● **TASK DIRECTIONS**
Rewrite the records between the lines holding "Single out each wooden table" and "[159,73,192,127]", inclusive, and only those, keeping every request line as it is. Scale each box coordinate in the answers by 2.25 and round to whole numbers, with halves going up.
--- START RECORDS SUPPLIED ---
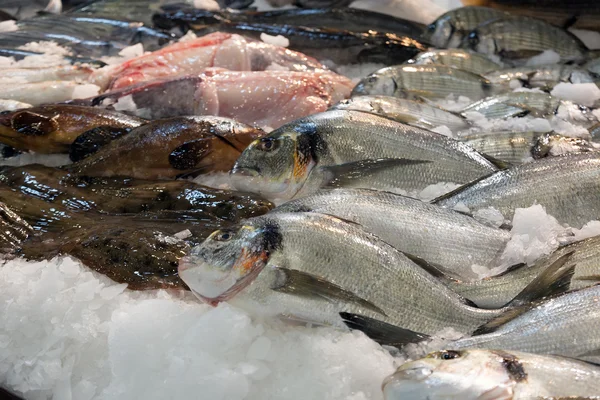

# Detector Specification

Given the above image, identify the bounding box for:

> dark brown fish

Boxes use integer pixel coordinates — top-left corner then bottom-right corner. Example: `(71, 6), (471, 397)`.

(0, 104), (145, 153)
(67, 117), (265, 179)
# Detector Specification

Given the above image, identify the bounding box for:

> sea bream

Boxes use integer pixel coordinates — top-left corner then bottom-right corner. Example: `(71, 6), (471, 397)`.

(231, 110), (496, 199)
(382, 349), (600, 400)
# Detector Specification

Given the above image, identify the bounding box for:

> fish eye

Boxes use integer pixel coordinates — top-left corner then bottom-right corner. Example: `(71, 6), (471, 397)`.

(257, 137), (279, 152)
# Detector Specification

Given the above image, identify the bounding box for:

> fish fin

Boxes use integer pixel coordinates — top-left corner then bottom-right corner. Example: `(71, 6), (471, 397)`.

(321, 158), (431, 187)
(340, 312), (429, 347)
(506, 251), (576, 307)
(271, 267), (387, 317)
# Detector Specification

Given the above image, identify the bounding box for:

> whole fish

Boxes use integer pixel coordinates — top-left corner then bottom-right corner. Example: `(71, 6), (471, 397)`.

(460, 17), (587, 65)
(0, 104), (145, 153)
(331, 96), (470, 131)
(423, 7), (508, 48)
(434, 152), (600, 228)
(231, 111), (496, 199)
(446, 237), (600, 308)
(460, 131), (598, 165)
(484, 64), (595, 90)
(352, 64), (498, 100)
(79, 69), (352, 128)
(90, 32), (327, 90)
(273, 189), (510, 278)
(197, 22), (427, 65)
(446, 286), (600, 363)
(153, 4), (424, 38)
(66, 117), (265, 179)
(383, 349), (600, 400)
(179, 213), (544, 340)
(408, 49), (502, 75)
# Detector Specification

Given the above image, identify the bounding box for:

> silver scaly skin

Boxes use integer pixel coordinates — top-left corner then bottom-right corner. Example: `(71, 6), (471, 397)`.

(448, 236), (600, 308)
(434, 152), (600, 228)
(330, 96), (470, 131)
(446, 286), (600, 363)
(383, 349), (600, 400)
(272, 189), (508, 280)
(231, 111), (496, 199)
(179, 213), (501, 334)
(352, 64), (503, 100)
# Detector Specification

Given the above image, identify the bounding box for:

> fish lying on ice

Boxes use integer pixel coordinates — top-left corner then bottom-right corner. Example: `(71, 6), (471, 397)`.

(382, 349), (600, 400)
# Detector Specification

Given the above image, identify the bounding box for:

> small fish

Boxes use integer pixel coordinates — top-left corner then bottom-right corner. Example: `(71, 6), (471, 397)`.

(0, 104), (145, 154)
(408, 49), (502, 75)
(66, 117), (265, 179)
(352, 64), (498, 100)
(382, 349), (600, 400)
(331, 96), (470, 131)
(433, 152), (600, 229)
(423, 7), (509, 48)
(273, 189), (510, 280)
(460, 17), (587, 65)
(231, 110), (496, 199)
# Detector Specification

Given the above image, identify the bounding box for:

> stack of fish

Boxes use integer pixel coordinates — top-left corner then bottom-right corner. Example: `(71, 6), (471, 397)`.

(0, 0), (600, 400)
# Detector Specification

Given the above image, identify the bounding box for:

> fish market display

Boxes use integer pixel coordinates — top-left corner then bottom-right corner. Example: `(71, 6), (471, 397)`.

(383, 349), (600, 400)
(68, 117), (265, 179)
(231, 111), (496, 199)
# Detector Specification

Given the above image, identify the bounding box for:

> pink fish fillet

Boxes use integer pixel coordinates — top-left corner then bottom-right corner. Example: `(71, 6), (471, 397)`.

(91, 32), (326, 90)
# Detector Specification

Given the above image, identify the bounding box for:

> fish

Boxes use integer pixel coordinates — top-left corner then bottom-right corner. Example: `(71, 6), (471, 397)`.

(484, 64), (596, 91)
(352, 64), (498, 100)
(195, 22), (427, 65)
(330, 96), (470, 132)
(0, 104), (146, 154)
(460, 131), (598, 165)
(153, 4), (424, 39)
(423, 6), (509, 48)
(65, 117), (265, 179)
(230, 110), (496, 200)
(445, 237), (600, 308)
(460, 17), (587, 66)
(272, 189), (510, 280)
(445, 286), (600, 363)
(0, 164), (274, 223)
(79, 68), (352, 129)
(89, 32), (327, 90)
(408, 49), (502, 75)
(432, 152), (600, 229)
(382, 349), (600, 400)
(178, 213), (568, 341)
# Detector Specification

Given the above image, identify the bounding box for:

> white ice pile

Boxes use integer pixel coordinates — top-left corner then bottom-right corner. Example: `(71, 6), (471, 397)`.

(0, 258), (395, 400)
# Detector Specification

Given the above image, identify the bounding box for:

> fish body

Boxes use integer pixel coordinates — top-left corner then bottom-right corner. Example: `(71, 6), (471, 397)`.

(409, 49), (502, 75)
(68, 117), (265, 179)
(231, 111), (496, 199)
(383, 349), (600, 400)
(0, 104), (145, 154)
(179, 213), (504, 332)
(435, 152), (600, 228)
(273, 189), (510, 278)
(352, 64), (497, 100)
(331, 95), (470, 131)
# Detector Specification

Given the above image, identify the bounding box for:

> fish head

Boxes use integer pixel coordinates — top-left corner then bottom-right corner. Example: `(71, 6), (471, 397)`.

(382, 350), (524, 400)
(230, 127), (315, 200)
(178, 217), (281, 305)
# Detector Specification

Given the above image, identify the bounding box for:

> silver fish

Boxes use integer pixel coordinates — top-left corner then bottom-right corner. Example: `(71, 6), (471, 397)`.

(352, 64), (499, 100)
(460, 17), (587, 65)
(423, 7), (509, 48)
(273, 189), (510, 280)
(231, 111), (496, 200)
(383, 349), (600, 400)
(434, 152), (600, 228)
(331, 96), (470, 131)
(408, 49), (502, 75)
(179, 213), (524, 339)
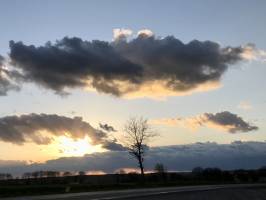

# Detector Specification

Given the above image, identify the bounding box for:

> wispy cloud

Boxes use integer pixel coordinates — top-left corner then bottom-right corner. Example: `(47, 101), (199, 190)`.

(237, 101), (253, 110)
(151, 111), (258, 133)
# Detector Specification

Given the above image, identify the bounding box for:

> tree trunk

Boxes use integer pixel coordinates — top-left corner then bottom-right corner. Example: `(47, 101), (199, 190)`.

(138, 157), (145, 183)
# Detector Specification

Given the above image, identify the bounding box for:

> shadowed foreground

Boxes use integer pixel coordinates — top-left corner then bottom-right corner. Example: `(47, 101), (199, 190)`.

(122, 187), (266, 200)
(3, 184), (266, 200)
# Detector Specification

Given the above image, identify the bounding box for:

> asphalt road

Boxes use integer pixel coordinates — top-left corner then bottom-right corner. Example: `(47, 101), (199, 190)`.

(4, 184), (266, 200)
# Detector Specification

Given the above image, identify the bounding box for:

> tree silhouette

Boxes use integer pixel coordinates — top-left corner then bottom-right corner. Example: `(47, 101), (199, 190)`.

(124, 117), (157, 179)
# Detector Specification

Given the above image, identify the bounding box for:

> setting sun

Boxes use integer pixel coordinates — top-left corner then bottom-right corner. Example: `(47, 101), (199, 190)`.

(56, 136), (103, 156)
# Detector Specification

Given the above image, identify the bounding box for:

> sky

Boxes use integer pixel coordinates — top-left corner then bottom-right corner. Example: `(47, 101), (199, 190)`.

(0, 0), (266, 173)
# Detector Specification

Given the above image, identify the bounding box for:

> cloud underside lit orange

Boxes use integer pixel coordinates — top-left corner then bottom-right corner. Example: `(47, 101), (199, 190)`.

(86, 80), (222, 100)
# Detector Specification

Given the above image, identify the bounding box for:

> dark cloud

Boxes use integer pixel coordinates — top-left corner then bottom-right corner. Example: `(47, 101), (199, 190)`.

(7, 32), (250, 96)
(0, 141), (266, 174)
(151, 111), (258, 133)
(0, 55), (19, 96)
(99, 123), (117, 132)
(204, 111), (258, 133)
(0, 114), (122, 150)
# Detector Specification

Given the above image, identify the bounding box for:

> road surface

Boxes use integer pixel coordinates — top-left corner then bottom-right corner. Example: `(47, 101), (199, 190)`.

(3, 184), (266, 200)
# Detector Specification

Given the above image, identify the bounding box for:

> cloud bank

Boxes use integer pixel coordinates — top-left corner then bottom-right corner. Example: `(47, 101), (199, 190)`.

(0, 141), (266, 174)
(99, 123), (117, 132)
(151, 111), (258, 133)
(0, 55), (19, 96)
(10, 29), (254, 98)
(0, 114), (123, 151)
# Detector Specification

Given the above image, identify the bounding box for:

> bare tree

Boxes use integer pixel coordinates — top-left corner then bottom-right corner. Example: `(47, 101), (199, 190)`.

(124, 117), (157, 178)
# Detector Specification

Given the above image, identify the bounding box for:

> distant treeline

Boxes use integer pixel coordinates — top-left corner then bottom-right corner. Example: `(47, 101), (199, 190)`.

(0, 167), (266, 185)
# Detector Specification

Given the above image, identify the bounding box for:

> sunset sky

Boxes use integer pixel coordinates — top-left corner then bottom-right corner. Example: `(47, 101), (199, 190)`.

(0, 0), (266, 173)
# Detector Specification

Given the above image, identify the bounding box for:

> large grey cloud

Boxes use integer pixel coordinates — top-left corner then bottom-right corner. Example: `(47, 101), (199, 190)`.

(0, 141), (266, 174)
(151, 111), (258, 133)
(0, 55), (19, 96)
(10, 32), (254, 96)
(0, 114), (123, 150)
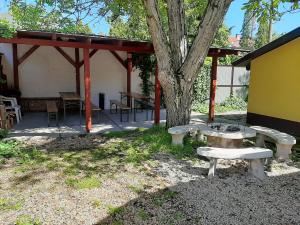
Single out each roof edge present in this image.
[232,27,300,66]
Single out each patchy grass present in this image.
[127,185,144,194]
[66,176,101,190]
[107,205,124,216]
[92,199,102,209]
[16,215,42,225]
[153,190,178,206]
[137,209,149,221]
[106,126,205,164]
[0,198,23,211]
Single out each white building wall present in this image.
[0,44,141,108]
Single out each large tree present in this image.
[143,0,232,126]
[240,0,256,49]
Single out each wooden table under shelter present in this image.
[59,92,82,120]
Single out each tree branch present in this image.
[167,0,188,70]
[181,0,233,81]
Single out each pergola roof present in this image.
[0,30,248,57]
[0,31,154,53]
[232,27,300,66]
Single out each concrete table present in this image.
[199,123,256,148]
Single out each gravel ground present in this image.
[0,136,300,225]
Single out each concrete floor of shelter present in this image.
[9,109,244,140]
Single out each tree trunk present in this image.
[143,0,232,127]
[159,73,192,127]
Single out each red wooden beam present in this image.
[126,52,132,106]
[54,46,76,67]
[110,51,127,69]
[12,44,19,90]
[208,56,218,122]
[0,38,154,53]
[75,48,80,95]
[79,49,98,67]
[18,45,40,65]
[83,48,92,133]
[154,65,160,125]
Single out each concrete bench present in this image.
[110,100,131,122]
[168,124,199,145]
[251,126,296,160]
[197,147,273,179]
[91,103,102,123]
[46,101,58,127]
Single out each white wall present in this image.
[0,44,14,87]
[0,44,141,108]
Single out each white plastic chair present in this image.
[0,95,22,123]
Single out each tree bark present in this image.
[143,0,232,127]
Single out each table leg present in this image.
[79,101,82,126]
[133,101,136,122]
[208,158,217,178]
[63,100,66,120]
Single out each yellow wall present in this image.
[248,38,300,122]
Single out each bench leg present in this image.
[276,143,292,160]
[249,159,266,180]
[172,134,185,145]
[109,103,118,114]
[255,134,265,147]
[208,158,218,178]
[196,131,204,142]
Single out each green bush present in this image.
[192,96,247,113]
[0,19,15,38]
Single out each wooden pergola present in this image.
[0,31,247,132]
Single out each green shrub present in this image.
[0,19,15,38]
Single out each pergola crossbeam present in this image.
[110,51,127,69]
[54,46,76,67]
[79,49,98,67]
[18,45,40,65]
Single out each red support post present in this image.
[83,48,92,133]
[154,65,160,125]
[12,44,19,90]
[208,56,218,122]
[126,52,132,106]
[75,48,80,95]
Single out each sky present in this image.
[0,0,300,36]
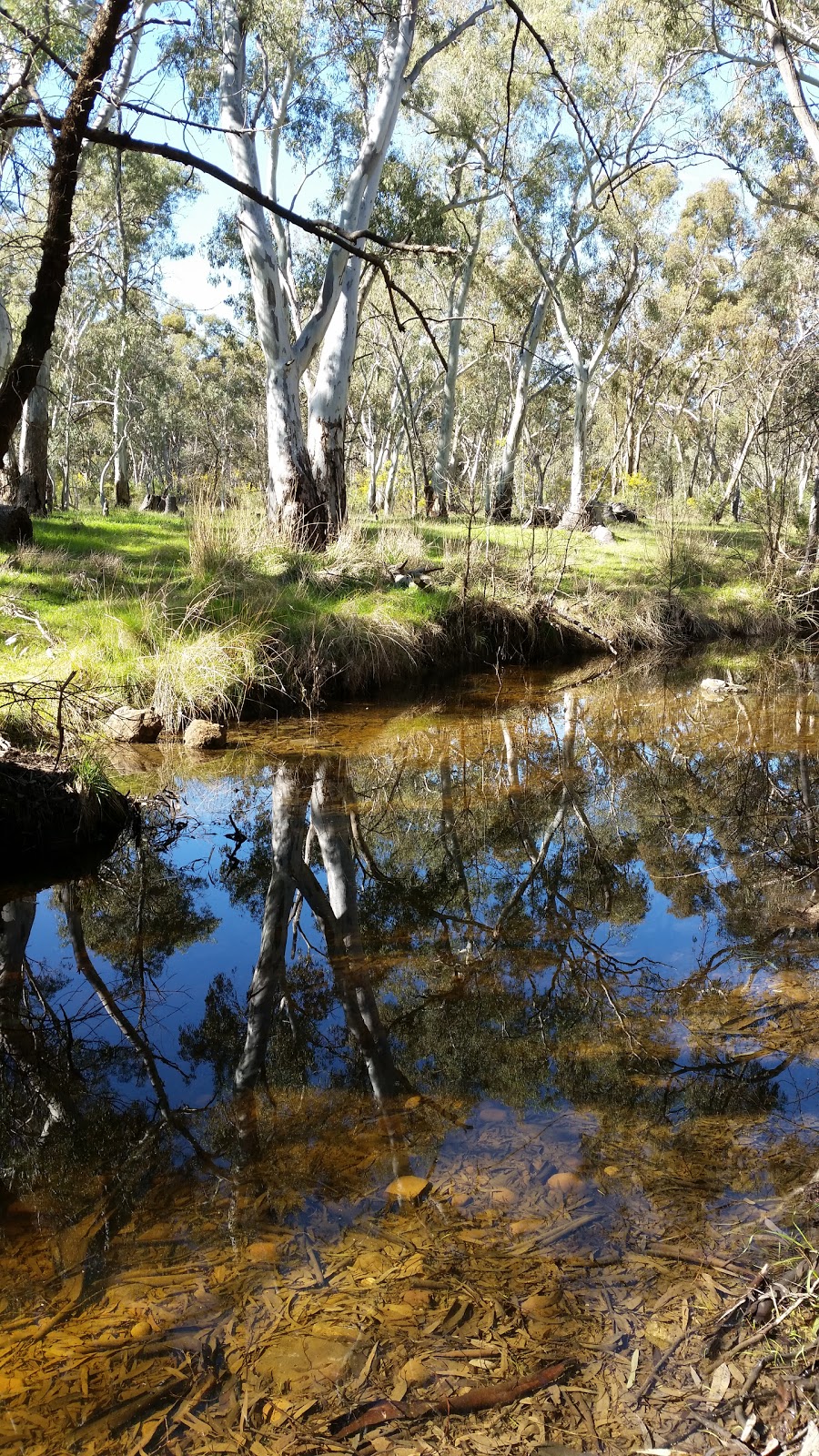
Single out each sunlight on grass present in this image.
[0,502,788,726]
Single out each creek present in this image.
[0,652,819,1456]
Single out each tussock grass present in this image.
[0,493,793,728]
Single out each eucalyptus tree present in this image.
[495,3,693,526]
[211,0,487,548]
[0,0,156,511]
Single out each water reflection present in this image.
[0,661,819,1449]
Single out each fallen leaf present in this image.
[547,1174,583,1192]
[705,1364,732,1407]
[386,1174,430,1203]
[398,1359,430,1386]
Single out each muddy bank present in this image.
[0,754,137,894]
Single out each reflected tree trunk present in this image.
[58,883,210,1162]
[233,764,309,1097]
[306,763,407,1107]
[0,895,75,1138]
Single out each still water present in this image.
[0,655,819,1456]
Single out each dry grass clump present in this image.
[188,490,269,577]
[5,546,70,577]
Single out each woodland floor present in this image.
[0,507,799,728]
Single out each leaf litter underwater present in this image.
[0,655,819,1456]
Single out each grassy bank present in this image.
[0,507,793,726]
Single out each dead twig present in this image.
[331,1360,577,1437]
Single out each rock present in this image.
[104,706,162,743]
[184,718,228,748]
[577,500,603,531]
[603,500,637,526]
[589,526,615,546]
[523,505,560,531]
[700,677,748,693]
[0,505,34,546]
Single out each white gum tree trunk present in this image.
--- END RECORDS SUPPLIED ---
● **FINISHED TASK**
Single out each wooden table under shelter present in this image.
[133,207,185,270]
Single out each tree branch present in this image.
[376,0,423,158]
[407,0,524,182]
Single out each pergola roof present in this image.
[0,68,558,128]
[0,70,347,119]
[522,61,675,149]
Single out each concrete table present in this image.
[448,277,576,333]
Single out each gravel ground present in this image.
[0,306,675,506]
Single out each concrete floor of shelter present in this image.
[20,245,549,315]
Single out each tree trunk present in this image.
[322,0,522,286]
[358,164,432,286]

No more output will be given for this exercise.